_Ziel der Aufgabe_
Übernimm aus dem Interview mit Nir Baram wortgetreu den Abschnitt, der mit „INTERVIEW FELIX ZIMMERMANN“ beginnt und bis einschließlich „wir mitwirken müssen.“ reicht.

_Textauszug_
┌────────
„Das ist vergiftetes Denken“

GESELLSCHAFT Der israelische Schriftsteller Nir Baram will die Trennung von Juden und Palästinensern nicht mehr akzeptieren. Die Juden hätten versäumt, den Rassismus zu bekämpfen. Sie sollten die Besatzung beenden

■ Herkunft: Der 38-Jährige kam in Jerusalem zur Welt. Er stammt aus einer Politikerfamilie, sowohl sein Vater als auch sein Großvater waren Minister der Arbeitspartei unter David Ben Gurion und Jitzhak Rabin.

■ Arbeit: Baram arbeitet als Schriftsteller, Journalist und Lektor. Er setzt sich aktiv für die Gleichberechtigung der Palästinenser und für Frieden in Israel ein.

■ Bücher: Seine Romane „Gute Leute“ (Hanser, 2012) und „Der Wiederträumer“ (2009) standen jeweils auf der Shortlist des Sapir Prize, des wichtigsten israelischen Literaturpreises. Mit „Gute Leute“ war Nir Baram zudem Finalist des Premio Roma in der Sektion fremdsprachige Literatur. 2010 erhielt Baram den Prime Minister Award for Hebrew Literature.

INTERVIEW FELIX ZIMMERMANN

taz: Herr Baram, wieder eskaliert der Nahostkonflikt, wieder fliegen Raketen, fliegen Kampfflugzeuge, sterben Menschen. Sie sind Schriftsteller, verstehen sich als linker Israeli – wie hoffnungslos sind Sie, was die Lage ihres Landes angeht?

Nir Baram: Als israelischer Bürger, der in Israel lebt und hier auch bleiben will, muss ich daran glauben, dass es Hoffnung auf einen Wechsel gibt. Aber dieser Wechsel wird nicht aus dem Nichts kommen. Es ist ein Puzzlespiel, an dem wir mitwirken müssen.
└────────
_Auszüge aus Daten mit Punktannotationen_
┌────────
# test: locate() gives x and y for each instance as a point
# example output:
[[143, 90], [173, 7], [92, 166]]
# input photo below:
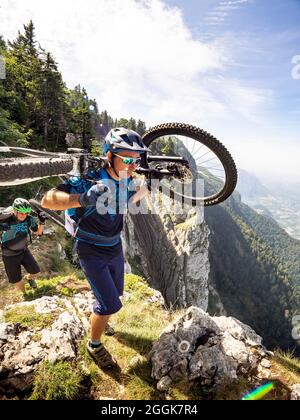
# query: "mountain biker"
[[16, 225], [97, 232]]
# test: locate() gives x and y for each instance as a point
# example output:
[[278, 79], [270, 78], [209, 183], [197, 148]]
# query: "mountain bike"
[[181, 155]]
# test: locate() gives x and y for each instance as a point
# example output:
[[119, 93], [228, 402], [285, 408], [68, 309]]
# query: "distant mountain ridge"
[[255, 268]]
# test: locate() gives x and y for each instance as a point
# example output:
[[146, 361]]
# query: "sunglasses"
[[128, 160]]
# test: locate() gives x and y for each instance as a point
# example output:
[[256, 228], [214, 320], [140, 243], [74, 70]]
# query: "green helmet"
[[22, 206]]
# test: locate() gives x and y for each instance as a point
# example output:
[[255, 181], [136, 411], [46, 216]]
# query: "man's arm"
[[141, 193], [60, 200]]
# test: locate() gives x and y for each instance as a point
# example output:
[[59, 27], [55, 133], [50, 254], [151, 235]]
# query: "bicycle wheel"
[[14, 171], [50, 214], [210, 176]]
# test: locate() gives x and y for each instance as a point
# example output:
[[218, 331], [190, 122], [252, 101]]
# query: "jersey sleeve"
[[33, 224]]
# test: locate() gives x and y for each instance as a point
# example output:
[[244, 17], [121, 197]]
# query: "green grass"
[[60, 381], [56, 286], [27, 317], [137, 286], [137, 326]]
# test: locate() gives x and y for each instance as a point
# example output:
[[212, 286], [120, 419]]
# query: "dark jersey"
[[99, 234], [14, 239]]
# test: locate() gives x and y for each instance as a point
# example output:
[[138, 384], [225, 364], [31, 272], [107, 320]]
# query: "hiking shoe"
[[109, 331], [101, 356], [32, 283]]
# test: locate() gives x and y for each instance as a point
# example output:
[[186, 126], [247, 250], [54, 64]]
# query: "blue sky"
[[223, 65]]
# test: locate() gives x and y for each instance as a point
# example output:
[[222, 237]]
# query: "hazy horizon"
[[229, 67]]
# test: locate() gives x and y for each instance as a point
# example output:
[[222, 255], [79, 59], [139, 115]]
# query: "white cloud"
[[138, 58]]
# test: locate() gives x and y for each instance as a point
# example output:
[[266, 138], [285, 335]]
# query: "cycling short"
[[106, 277], [13, 266]]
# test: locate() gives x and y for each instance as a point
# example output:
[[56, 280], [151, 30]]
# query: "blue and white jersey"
[[99, 233]]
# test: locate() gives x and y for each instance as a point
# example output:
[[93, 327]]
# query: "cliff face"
[[173, 251]]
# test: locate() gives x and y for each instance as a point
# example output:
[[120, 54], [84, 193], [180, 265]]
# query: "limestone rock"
[[213, 350], [22, 348]]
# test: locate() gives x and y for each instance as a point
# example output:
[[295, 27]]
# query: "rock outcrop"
[[23, 348], [212, 350], [172, 247]]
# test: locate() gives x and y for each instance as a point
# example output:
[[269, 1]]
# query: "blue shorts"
[[106, 277]]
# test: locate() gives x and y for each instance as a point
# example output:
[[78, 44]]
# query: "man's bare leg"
[[98, 324]]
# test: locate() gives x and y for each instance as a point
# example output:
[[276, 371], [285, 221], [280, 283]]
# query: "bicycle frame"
[[83, 162]]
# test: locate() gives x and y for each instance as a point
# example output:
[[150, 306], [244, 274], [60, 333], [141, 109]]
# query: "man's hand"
[[42, 217], [4, 227], [89, 198]]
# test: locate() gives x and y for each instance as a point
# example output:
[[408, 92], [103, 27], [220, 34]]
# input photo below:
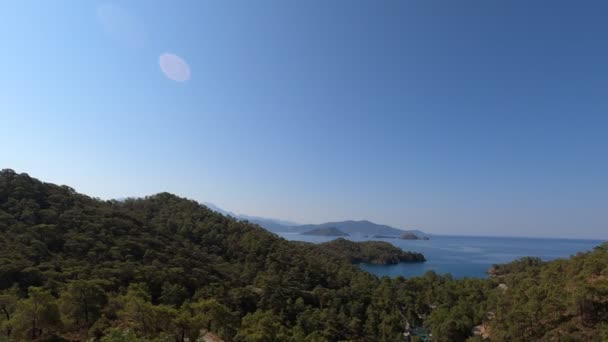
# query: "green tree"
[[36, 316]]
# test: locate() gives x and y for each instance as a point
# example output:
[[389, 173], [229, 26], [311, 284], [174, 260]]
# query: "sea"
[[464, 256]]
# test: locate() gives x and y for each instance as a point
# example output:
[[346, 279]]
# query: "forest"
[[164, 268]]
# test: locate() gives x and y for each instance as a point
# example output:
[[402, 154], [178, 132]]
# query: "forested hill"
[[162, 268], [166, 266]]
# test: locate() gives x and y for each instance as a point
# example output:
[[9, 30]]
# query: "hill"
[[371, 252], [329, 231], [164, 268], [350, 227]]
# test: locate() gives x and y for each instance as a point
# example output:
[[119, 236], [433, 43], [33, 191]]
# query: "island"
[[412, 236], [329, 231], [369, 252]]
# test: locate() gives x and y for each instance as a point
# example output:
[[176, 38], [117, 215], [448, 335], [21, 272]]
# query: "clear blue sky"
[[457, 117]]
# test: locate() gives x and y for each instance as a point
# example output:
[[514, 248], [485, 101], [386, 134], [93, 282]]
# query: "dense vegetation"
[[75, 268]]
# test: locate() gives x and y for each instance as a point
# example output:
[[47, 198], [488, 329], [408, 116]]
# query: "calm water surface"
[[464, 256]]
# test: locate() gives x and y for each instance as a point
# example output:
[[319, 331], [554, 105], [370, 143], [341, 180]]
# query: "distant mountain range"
[[349, 227], [331, 231]]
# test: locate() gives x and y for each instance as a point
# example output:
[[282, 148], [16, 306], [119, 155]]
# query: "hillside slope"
[[163, 268]]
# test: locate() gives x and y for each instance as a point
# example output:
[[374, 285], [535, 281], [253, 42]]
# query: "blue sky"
[[455, 117]]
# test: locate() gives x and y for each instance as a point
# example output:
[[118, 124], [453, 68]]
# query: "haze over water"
[[465, 256]]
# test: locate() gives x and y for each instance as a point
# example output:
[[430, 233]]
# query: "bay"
[[464, 256]]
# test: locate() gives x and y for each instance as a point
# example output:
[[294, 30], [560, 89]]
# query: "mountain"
[[273, 225], [165, 268], [329, 231], [351, 228]]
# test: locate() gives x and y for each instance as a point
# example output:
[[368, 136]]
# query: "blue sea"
[[464, 256]]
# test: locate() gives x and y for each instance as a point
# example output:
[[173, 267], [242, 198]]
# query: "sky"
[[453, 117]]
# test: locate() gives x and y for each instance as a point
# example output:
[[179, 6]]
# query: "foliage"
[[164, 268]]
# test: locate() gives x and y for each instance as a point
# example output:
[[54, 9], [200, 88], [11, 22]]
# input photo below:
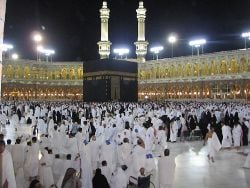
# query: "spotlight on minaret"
[[121, 52], [104, 44], [141, 44], [156, 50], [197, 44]]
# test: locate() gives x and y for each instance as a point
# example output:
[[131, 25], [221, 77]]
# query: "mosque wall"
[[221, 75], [29, 80]]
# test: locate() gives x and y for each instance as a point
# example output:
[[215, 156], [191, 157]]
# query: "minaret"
[[2, 21], [104, 44], [141, 44]]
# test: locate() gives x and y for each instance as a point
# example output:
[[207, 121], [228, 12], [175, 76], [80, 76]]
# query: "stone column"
[[141, 44], [104, 44], [2, 21]]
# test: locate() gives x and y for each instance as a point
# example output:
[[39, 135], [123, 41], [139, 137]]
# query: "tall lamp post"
[[156, 50], [172, 39], [37, 38], [6, 48], [121, 52], [246, 36], [197, 44]]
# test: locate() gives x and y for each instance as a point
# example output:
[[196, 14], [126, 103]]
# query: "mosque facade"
[[220, 75], [32, 80]]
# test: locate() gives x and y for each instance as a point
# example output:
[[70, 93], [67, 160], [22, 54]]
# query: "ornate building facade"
[[29, 80], [221, 75]]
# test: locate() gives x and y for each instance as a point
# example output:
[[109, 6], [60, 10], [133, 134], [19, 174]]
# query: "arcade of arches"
[[221, 75], [29, 80]]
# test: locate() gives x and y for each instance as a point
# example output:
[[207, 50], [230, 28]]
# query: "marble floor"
[[193, 168]]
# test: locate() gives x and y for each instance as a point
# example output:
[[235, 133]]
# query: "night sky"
[[72, 27]]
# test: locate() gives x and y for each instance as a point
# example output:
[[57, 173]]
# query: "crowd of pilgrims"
[[101, 145]]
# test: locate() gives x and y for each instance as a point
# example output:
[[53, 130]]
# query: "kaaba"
[[108, 80]]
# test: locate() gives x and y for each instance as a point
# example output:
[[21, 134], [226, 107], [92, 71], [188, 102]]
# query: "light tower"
[[2, 21], [141, 44], [104, 44]]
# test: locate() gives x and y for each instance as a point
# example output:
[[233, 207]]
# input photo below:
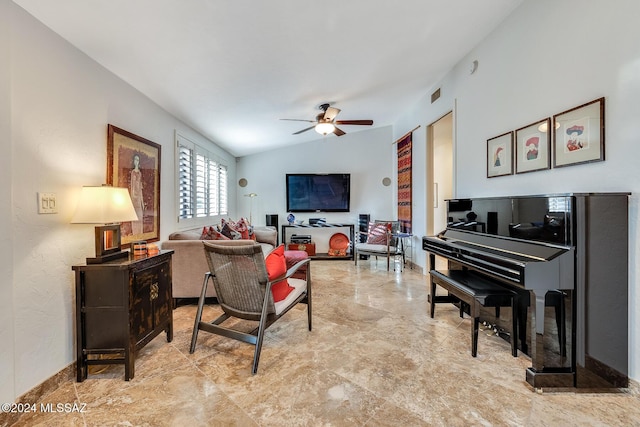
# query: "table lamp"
[[108, 206]]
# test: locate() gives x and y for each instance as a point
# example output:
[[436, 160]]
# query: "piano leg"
[[537, 375], [537, 332]]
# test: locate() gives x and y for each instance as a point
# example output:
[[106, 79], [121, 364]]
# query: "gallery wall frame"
[[533, 143], [134, 162], [579, 135], [500, 155]]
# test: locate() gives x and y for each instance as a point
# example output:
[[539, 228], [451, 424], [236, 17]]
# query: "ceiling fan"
[[325, 122]]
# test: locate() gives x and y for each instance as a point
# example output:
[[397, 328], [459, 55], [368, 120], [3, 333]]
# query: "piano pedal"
[[494, 330]]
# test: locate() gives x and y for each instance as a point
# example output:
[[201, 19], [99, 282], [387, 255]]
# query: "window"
[[202, 181]]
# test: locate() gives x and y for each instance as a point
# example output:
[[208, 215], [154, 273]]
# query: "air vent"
[[435, 95]]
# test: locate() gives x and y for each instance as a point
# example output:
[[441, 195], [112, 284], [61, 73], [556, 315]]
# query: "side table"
[[120, 307]]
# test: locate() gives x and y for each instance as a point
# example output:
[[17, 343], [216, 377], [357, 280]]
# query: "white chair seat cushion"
[[299, 285], [368, 247]]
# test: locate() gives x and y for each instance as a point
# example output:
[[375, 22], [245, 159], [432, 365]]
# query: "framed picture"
[[532, 147], [500, 155], [579, 135], [134, 163]]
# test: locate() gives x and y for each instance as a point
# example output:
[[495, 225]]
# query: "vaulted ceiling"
[[232, 69]]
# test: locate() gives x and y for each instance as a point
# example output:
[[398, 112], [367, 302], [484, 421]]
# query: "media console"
[[320, 235]]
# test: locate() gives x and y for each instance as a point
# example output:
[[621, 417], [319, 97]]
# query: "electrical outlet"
[[47, 203]]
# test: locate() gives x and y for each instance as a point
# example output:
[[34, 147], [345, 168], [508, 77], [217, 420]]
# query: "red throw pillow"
[[277, 266]]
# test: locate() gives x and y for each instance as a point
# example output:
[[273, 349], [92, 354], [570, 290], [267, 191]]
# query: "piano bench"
[[475, 291]]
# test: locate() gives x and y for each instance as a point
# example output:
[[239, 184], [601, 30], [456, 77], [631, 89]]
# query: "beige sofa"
[[189, 263]]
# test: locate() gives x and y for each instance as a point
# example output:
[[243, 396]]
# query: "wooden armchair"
[[244, 291], [380, 241]]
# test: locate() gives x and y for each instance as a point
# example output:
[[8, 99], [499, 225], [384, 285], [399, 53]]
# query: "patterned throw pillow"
[[377, 234], [210, 233], [232, 229], [229, 232]]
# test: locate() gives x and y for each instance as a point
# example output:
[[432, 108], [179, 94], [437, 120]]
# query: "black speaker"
[[363, 227], [272, 221], [492, 222]]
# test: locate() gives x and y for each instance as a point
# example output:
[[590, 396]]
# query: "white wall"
[[368, 155], [547, 57], [6, 236], [55, 104]]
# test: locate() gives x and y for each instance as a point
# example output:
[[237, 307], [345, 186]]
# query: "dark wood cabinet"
[[120, 307]]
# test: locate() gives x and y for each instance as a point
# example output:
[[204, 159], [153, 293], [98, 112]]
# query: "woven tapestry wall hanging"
[[404, 183]]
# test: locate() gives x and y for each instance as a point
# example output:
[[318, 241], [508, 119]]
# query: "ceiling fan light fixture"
[[325, 128]]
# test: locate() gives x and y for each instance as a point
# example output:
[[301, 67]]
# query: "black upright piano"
[[567, 257]]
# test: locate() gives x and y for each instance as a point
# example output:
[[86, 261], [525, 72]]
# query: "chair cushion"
[[277, 266], [377, 233], [299, 286]]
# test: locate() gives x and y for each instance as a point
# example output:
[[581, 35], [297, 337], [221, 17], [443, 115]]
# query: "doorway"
[[440, 173]]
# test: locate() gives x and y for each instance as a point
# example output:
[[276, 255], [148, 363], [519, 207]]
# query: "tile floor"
[[374, 358]]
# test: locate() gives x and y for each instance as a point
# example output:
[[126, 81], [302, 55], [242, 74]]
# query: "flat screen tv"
[[318, 192]]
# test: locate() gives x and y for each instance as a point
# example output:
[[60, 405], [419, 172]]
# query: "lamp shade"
[[325, 128], [104, 205]]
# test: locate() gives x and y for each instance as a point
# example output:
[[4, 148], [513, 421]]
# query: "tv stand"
[[320, 235]]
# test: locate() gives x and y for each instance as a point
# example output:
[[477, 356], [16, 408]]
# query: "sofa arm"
[[266, 235]]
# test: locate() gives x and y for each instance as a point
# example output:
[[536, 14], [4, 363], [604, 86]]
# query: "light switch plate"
[[47, 203]]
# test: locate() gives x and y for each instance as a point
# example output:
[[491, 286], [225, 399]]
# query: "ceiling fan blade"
[[338, 132], [330, 114], [300, 120], [354, 122], [303, 130]]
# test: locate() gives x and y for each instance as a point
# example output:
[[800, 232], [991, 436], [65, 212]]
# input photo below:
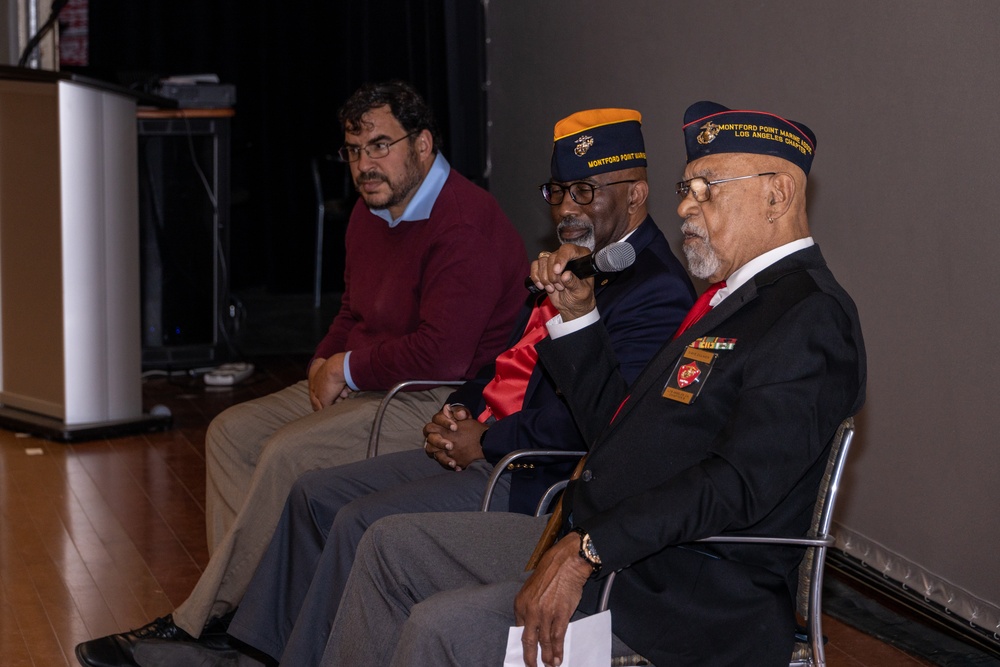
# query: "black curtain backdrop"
[[294, 63]]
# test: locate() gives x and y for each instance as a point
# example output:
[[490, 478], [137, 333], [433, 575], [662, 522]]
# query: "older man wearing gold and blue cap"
[[725, 431], [597, 196]]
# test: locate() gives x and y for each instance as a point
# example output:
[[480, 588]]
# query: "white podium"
[[70, 339]]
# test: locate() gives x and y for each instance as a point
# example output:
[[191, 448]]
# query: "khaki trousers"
[[255, 451]]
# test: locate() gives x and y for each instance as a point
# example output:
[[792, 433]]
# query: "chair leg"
[[318, 270]]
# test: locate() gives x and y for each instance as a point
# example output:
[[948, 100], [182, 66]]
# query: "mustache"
[[370, 176], [572, 224], [688, 228]]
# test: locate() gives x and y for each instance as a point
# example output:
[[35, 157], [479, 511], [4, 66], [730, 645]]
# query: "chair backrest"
[[809, 596]]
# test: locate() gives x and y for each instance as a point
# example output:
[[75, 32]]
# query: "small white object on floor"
[[587, 644], [229, 374]]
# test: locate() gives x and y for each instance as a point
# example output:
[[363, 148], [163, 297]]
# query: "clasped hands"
[[572, 296], [452, 437]]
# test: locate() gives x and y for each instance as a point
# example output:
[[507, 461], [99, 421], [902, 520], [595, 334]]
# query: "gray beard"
[[586, 241], [702, 260]]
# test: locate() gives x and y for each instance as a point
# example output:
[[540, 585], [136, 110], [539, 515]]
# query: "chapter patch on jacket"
[[690, 372], [714, 343]]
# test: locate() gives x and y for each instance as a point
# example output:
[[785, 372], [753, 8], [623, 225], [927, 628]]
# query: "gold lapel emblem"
[[687, 374], [709, 131]]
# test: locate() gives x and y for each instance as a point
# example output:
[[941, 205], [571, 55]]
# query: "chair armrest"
[[384, 405], [502, 465]]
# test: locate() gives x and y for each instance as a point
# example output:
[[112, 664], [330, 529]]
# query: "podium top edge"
[[11, 73]]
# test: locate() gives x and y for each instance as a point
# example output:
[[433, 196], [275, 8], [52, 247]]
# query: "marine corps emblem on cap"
[[709, 131], [583, 144]]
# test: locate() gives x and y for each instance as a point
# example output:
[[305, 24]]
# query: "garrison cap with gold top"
[[597, 141], [710, 128]]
└────────
_Antwort siehe unten_
INTERVIEW FELIX ZIMMERMANN

taz: Herr Baram, wieder eskaliert der Nahostkonflikt, wieder fliegen Raketen, fliegen Kampfflugzeuge, sterben Menschen. Sie sind Schriftsteller, verstehen sich als linker Israeli – wie hoffnungslos sind Sie, was die Lage ihres Landes angeht?

Nir Baram: Als israelischer Bürger, der in Israel lebt und hier auch bleiben will, muss ich daran glauben, dass es Hoffnung auf einen Wechsel gibt. Aber dieser Wechsel wird nicht aus dem Nichts kommen. Es ist ein Puzzlespiel, an dem wir mitwirken müssen.